- EXERCISE PROMPT
Copy exactly the lines from the one containing "In this exercise you will mark the silver knife" through the last line of the records, both included, and nothing more.

BEGIN PROVIDED MATERIAL

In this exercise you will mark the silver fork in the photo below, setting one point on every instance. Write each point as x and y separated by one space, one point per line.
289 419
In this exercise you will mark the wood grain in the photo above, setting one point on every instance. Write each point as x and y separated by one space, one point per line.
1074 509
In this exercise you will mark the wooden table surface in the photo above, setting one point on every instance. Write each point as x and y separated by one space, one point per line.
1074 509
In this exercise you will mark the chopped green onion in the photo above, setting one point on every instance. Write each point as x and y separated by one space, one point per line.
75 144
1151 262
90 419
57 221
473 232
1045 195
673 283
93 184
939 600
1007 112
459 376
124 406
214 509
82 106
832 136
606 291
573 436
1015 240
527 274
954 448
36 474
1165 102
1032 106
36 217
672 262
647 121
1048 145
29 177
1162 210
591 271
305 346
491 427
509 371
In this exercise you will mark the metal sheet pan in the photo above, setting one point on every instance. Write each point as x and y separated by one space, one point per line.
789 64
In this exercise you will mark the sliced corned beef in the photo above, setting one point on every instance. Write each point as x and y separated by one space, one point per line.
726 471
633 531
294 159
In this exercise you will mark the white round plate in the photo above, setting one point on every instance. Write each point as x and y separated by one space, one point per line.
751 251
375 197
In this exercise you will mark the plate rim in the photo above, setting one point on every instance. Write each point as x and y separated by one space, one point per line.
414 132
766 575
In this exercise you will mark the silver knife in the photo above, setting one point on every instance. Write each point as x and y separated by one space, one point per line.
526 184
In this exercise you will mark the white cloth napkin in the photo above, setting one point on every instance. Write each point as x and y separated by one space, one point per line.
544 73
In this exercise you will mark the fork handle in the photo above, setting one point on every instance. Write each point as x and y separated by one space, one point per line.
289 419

END PROVIDED MATERIAL

- ANSWER SPACE
In this exercise you will mark the silver knife in the photo above, setting one point on every instance. Write each point as x and y separated by one space, one point per line.
526 184
In this exercise you will mark the white cloth napkin in the photo above, setting one point on every instance. Write each point as x and y separated by one space, one point per line.
544 73
In this exercise you will mark the fork handle in the photo above, setting one point on every instance. Write each point as x and y separated by one space, one point per line.
289 419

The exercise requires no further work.